'''

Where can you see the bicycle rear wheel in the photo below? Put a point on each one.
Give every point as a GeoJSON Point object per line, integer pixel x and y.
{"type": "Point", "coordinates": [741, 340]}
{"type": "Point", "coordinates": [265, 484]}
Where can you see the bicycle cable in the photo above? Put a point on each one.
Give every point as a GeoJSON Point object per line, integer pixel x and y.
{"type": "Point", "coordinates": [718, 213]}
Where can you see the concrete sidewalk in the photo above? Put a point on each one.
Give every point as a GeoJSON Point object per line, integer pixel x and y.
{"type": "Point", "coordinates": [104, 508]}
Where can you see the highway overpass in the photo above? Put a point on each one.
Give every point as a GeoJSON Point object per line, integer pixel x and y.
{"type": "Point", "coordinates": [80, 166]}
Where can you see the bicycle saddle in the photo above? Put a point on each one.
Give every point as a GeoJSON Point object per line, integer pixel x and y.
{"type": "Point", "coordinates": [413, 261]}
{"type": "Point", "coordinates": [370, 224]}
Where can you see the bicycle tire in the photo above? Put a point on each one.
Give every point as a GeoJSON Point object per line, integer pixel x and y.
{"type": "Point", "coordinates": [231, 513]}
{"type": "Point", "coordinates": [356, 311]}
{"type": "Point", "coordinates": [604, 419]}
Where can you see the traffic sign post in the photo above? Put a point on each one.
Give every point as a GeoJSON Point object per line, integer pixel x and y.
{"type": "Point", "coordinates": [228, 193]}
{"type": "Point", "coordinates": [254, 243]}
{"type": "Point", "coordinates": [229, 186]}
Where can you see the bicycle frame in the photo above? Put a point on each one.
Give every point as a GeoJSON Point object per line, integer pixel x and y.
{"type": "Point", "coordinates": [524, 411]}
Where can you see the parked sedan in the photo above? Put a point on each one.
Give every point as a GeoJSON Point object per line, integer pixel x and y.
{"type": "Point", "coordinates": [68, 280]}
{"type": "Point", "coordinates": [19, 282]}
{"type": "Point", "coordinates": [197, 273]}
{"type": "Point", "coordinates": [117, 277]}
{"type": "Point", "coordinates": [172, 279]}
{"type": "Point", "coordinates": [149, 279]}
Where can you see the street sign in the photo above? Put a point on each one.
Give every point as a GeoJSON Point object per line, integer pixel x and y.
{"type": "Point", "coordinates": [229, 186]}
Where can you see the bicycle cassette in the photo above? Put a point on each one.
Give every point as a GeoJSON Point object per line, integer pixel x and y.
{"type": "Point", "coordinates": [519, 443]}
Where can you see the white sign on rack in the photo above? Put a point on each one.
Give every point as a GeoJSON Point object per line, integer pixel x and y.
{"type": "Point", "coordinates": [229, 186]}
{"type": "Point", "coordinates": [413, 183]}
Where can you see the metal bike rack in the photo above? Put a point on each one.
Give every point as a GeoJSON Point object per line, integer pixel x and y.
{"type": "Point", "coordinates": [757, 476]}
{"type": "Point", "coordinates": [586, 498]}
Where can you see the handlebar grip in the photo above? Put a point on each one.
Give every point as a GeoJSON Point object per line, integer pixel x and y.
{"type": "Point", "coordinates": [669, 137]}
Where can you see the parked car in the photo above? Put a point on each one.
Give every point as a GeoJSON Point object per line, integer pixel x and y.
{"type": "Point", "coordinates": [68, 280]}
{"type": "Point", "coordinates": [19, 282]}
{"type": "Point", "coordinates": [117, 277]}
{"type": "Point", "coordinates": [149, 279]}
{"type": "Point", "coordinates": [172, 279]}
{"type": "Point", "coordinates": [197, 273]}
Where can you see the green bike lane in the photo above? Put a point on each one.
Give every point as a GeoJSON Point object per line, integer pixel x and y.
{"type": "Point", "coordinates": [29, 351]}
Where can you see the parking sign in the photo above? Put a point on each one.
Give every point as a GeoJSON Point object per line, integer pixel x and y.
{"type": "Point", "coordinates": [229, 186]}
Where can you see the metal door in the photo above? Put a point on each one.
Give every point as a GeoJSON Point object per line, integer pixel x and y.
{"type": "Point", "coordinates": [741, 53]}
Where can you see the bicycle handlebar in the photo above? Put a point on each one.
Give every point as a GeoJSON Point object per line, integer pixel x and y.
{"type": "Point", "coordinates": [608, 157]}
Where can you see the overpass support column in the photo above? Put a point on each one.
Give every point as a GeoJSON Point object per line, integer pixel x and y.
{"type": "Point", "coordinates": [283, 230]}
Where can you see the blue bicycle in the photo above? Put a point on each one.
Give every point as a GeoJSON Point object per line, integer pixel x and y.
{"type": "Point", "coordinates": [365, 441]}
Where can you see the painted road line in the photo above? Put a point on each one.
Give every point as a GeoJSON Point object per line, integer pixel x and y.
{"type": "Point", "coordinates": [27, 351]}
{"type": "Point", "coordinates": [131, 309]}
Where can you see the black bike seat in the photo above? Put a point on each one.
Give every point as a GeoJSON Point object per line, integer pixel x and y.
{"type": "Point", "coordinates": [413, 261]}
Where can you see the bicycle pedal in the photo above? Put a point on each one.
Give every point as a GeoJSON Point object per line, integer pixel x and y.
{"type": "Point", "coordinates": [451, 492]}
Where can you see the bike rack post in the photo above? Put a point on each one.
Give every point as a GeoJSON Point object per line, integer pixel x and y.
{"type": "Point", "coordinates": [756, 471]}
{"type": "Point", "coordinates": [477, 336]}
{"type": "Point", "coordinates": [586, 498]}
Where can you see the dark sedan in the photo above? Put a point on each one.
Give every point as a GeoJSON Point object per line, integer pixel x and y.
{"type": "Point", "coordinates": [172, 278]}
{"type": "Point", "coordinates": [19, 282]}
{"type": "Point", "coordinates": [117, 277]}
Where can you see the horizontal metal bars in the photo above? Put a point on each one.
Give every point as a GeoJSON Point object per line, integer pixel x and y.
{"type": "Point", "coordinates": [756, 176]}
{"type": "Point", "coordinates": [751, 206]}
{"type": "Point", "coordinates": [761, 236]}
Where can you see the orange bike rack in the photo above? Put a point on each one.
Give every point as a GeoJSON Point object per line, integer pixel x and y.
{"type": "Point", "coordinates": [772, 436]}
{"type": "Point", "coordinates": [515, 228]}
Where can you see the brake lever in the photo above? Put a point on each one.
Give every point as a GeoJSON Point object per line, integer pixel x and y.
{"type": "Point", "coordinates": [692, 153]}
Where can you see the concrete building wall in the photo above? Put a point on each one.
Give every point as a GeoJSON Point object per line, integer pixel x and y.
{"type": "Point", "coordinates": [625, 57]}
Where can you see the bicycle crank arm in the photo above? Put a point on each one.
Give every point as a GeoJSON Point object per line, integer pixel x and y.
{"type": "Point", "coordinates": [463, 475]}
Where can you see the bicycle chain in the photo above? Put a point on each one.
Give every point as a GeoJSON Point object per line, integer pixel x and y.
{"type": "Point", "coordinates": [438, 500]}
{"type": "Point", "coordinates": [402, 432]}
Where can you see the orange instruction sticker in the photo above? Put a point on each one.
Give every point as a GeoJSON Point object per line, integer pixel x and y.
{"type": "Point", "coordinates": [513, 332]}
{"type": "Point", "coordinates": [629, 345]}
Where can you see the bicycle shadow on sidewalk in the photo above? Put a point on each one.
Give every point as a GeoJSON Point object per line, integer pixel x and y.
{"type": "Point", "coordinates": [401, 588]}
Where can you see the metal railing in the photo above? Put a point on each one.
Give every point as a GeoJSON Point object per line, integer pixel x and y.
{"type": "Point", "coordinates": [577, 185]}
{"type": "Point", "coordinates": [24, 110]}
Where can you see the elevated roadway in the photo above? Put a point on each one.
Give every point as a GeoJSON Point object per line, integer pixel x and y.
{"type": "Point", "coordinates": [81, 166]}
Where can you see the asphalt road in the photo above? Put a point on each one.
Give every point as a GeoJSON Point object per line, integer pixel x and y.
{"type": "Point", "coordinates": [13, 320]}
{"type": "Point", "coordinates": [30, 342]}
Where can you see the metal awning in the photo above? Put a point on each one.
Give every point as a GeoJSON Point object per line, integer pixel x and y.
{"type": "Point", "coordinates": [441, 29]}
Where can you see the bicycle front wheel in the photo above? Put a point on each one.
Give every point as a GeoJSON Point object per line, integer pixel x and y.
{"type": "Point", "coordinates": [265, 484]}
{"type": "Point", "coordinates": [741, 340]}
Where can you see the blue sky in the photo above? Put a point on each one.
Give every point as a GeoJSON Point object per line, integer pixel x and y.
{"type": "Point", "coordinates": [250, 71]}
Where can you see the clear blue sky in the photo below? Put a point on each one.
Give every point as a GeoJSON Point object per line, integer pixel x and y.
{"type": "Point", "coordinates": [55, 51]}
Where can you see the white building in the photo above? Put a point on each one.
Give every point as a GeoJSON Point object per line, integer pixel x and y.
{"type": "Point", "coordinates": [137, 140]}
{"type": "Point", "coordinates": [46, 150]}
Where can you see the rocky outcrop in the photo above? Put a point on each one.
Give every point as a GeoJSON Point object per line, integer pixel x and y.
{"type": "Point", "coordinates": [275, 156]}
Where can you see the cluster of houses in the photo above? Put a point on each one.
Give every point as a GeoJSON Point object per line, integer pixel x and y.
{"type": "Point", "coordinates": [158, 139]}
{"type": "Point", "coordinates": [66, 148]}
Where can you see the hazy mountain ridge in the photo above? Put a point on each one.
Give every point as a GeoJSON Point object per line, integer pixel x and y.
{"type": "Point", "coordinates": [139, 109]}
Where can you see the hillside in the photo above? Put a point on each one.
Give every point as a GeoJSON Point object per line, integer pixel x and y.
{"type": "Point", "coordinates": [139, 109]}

'''

* WHAT IS BEING ASKED
Turn the records into a JSON list of strings, one string per line, beginning at the line that contains "Where can you see the white building" and stopping after the final line of the records. Leave out any blank lines.

* RESULT OF THE TASK
[
  "Where can you see the white building in the photo above? Put a point on each one.",
  "Give every point as a GeoJSON Point object per line, integer pixel x and y.",
  "{\"type\": \"Point\", \"coordinates\": [137, 140]}",
  "{\"type\": \"Point\", \"coordinates\": [46, 150]}",
  "Where can you see the rocky outcrop in the photo above? Put a point on each one.",
  "Give every point as a GeoJSON Point object per line, integer pixel x and y.",
  "{\"type\": \"Point\", \"coordinates\": [275, 156]}",
  "Where can you see the cluster of houses in the photo above? Put a point on each one.",
  "Give every point as a GeoJSON Point object per line, integer pixel x and y.",
  "{\"type\": \"Point\", \"coordinates\": [158, 139]}",
  "{\"type\": \"Point\", \"coordinates\": [66, 148]}",
  "Where can you see the hazy mountain ridge in the photo above? Put a point on each one.",
  "Give every point as a GeoJSON Point object per line, integer pixel x and y.",
  "{\"type\": \"Point\", \"coordinates\": [139, 109]}",
  "Where can you see the hillside in the photo above? Put a point on each one.",
  "Give every point as a GeoJSON Point object per line, integer pixel x and y.",
  "{\"type\": \"Point\", \"coordinates\": [139, 109]}"
]